Text to read:
## BEGIN

Houdini 20.5 Nodes Geometry nodes

Solidify geometry node

Converts a polygonal mesh into a self-intersection free and watertight polygonal surface mesh.

This node type is hidden. It is no longer supported.
Since 14.0

Solidify is designed to aid the artist in tetrahedralizing a surface mesh using the Tetrahedralize SOP.

In particular, solidify converts a polygonal surface mesh into a self-intersection free and watertight polygonal surface mesh.

Another useful property of the resulting topology is that it is decomposable into manifold patches.

Parameters

Group

The primitive group to use for solidification. Only the polygons within the group will be used to approximate the resultant solid.

Options

Batch

Determines which pieces of the input to treat individually. This allows Solidify to process pieces separately, which is useful when fracturing.

Entire

Solidify the input as a whole.

Connected Components

Automatically determine pieces of the input, and solidify each piece individually.

Attribute

Use Piece Attribute and solidify each group of polygons with the same attribute value as one.

Piece Attribute

Name of an attribute used to determine independent pieces of geometry (if Batch is set to Attribute), or to output automatically determined pieces (if Batch is set to Connected Components).

Random Seed

This number affects the order in which the input polygons are addressed internally. Changing this number may produce slightly different results.

Usage Mode

Exposes two different interfaces giving different levels of control.

Basic

Exposes only the Use High Precision toggle.

Advanced

Exposes a more powerful interface for more control over the SOPs behavior.

Use Original Positions

Since the solidification process perturbs the input based on the precision used, this option snaps points on the output to their original input positions.

Note

Snapping points to their original positions may introduce new intersections in the output geometry, which is undesirable when using this SOP with the Tetrahedralize SOP.

## END

Exercise requirements: Can you repeat the Solidify node text beginning at the words "Exposes only the" and stopping after "original input positions.", substituting "checkbox" for "toggle"?

(Excerpts of pointing data)
## BEGIN

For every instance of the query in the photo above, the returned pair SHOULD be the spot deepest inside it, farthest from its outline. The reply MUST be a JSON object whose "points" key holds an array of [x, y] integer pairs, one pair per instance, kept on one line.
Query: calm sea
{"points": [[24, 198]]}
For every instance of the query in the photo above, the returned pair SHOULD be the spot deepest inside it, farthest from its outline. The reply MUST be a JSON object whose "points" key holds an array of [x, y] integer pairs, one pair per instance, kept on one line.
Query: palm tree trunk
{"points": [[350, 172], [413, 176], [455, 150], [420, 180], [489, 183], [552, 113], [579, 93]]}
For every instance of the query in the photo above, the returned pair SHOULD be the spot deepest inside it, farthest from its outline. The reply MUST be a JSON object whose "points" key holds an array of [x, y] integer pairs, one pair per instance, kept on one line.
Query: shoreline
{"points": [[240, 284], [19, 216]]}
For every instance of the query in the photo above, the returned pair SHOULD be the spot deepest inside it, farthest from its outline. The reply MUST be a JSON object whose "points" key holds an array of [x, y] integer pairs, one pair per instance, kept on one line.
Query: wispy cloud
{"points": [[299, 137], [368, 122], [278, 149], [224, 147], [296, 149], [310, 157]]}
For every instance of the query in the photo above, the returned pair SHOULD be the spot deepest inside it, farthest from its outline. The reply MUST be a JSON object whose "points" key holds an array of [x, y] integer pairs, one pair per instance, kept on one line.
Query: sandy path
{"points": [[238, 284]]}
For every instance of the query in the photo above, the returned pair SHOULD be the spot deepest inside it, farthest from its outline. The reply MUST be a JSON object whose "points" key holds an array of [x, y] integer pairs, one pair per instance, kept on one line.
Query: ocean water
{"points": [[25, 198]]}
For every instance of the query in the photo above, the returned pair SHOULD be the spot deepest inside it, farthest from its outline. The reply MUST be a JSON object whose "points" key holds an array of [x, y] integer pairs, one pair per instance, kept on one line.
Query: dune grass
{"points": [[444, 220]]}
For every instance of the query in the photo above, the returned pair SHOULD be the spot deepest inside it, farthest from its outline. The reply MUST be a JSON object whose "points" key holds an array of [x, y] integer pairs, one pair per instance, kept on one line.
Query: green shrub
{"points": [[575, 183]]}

## END

Answer:
Exposes only the Use High Precision checkbox.

Advanced

Exposes a more powerful interface for more control over the SOPs behavior.

Use Original Positions

Since the solidification process perturbs the input based on the precision used, this option snaps points on the output to their original input positions.